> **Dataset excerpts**
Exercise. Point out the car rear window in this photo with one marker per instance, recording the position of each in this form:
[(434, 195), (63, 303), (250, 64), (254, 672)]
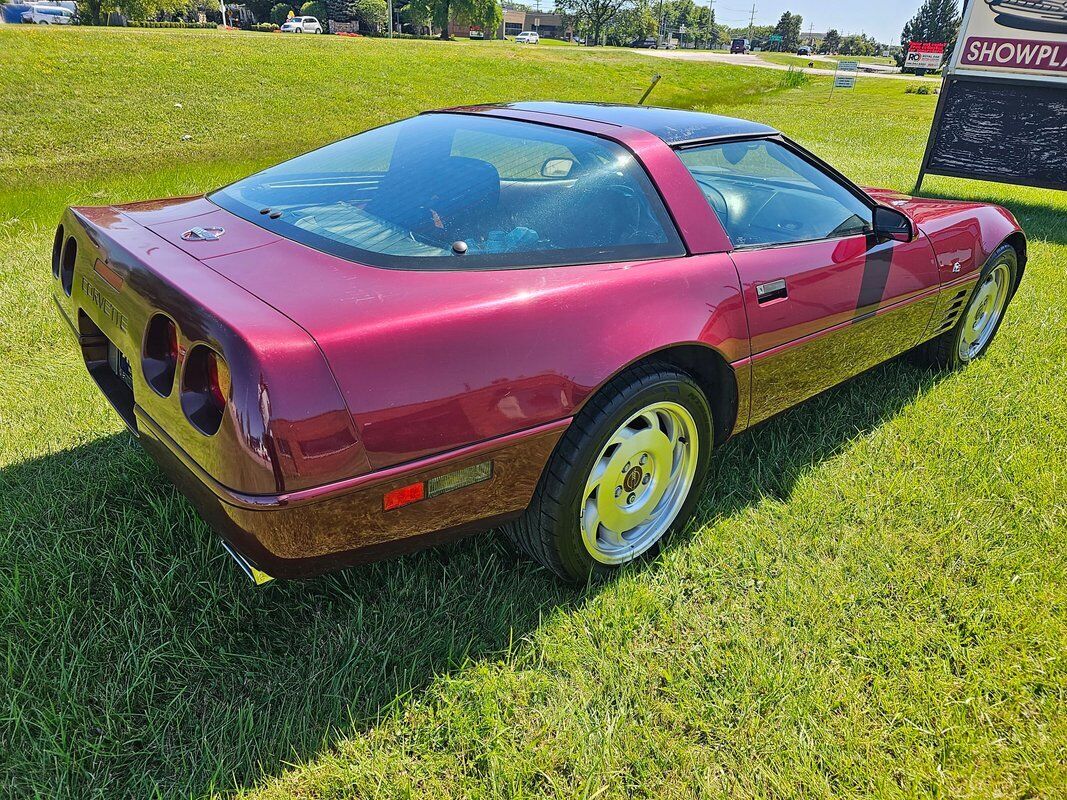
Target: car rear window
[(462, 191)]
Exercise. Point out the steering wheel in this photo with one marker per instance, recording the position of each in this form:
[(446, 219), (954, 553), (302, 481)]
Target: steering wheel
[(718, 202), (632, 222)]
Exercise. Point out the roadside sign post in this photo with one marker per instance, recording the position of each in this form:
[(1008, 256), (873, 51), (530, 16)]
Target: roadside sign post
[(1002, 112), (924, 57), (844, 76)]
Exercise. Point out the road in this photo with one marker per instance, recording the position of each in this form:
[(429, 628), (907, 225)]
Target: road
[(720, 57)]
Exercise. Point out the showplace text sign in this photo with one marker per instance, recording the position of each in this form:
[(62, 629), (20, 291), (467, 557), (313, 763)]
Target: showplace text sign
[(1037, 57), (1002, 113)]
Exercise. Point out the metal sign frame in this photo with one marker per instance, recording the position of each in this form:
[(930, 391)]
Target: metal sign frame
[(968, 78)]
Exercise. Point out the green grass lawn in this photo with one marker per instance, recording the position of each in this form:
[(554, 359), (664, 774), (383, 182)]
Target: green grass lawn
[(871, 601)]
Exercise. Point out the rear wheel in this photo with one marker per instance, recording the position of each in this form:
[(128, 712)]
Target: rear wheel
[(982, 317), (624, 477)]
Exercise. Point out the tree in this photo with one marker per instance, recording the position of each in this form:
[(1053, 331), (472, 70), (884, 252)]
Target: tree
[(594, 16), (859, 44), (486, 13), (340, 11), (789, 29), (936, 21), (830, 43), (280, 13), (418, 14), (370, 14), (632, 24)]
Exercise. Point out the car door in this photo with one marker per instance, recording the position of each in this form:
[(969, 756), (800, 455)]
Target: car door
[(825, 298)]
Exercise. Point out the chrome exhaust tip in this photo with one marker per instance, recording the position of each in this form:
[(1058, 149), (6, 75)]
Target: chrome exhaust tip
[(256, 576)]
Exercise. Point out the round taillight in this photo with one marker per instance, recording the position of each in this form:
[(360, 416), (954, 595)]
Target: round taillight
[(205, 388), (57, 251), (66, 264), (159, 357)]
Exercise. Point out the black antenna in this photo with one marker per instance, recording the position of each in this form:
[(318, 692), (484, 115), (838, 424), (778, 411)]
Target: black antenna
[(655, 80)]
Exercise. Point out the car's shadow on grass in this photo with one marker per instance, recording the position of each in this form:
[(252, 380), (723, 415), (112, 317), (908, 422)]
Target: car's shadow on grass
[(141, 658)]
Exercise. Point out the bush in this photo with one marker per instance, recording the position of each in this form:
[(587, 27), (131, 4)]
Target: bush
[(314, 9), (371, 14), (280, 13)]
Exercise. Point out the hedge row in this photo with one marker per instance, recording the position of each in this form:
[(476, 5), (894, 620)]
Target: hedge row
[(153, 24)]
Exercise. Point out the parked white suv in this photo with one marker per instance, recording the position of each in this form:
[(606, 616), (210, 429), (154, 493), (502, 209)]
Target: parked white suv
[(40, 14), (302, 25)]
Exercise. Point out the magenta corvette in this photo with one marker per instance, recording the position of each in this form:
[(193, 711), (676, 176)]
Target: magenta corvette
[(539, 316)]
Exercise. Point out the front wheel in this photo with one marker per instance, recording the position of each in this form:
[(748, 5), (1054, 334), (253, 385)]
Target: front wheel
[(981, 318), (624, 477)]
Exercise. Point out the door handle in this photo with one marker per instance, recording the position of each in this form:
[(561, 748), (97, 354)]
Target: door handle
[(773, 290)]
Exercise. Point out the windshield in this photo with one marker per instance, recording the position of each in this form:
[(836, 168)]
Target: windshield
[(458, 191)]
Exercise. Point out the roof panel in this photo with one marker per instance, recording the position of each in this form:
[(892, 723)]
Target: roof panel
[(673, 126)]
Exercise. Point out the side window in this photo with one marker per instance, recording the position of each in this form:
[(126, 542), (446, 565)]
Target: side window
[(764, 194)]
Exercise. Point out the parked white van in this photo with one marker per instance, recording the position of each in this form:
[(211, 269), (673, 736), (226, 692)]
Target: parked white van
[(302, 25)]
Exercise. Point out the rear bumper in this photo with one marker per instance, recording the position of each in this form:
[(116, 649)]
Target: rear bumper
[(314, 531)]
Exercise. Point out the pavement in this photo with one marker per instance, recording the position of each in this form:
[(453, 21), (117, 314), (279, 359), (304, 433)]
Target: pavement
[(720, 57)]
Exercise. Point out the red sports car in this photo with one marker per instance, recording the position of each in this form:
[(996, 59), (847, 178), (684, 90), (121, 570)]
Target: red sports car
[(540, 316)]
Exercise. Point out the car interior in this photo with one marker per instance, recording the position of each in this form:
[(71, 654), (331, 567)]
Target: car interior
[(764, 194), (417, 208)]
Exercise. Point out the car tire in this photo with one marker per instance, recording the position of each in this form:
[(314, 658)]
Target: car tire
[(982, 316), (628, 430)]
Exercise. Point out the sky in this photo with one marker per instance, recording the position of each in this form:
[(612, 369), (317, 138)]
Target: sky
[(884, 19)]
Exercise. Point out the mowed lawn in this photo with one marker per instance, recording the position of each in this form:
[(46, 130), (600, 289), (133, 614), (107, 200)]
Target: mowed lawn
[(871, 601)]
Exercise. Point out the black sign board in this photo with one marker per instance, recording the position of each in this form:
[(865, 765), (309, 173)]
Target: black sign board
[(1009, 131), (1002, 114)]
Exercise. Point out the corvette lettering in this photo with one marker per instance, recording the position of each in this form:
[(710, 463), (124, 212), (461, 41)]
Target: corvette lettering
[(106, 306)]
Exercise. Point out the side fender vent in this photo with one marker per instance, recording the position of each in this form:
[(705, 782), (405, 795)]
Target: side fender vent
[(955, 307)]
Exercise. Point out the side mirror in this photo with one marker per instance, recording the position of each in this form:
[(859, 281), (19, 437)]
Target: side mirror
[(892, 224), (556, 168)]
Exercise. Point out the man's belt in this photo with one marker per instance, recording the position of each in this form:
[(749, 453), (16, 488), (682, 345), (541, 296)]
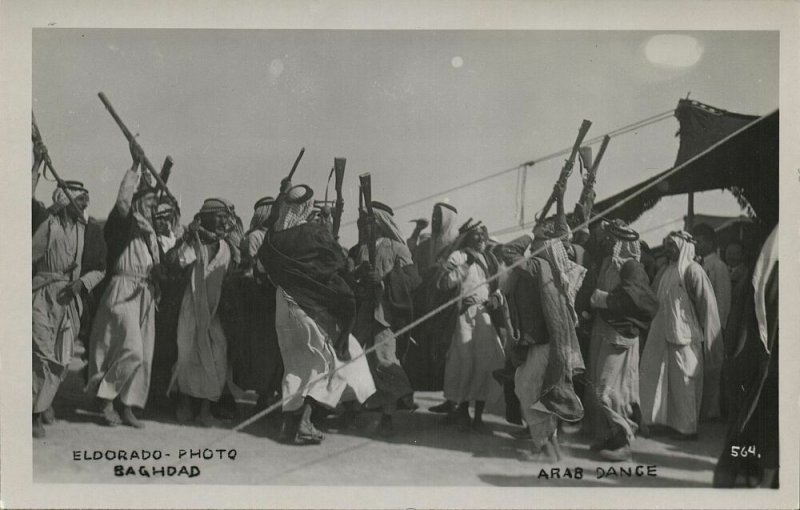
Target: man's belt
[(141, 277), (47, 278)]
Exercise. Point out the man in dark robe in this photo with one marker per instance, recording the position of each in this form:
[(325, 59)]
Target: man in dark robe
[(166, 223), (247, 309), (752, 364), (424, 361), (541, 294), (385, 305)]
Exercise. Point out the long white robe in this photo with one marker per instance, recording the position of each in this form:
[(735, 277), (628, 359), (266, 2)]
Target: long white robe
[(123, 333), (308, 356), (57, 249), (475, 348), (684, 336)]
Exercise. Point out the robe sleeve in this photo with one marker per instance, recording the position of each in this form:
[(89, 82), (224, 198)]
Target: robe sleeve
[(699, 288), (40, 237), (92, 278)]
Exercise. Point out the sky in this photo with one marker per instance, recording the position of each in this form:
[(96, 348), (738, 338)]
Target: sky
[(422, 111)]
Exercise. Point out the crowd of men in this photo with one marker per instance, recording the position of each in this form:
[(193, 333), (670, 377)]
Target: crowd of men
[(570, 327)]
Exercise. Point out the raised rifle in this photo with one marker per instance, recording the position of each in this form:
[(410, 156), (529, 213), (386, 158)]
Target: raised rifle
[(586, 201), (338, 168), (131, 139), (36, 137), (365, 181), (366, 191), (296, 162), (566, 171), (166, 169)]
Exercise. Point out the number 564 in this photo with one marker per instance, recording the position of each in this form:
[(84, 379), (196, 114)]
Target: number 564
[(743, 451)]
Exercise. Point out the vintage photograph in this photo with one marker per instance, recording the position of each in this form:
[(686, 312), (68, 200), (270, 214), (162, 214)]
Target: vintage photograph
[(405, 258), (346, 254)]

> **Exercise brief**
Reproduce exactly the lines of the entries above from the first through the line with "Exercise. Point out the green", both included; pictures should not be reproduced.

> **Task result**
Exercise. Point out the car rear window in this photo with one marker per instance, recording the position of each in this form:
[(434, 195), (63, 303), (250, 64), (254, 672)]
Target: car rear window
[(462, 191)]
Exercise. Point out the steering wheel in this photo with one marker per instance, recording the position of each in this form:
[(446, 219), (954, 553), (302, 481)]
Target: steering wheel
[(718, 202), (632, 222)]
Exercise. Point out the roadside sign post in this photo with one marker per instance, recording the position of each in this form:
[(1008, 256), (873, 51), (530, 16)]
Target: roadside sign post
[(1002, 112), (924, 57), (844, 76)]
Exercise. Point out the road in this photo with one marker per instance, recording the position of each in this form:
[(429, 628), (907, 225)]
Target: road
[(720, 57)]
Exercise. Point out the showplace text sign in this photo with one marker per instance, recording the position of each in this form:
[(62, 629), (20, 291), (467, 557), (313, 763)]
Target: showplace text sign
[(1037, 57), (1002, 113)]
Exercise. Point out the metal sign frame in this photo with one marker per instance, recording the position of each in this form:
[(930, 391)]
Target: metal sign frame
[(968, 78)]
Exercise. Point out the green grass lawn in this photo with one marker per instance, recording the position of each in this form:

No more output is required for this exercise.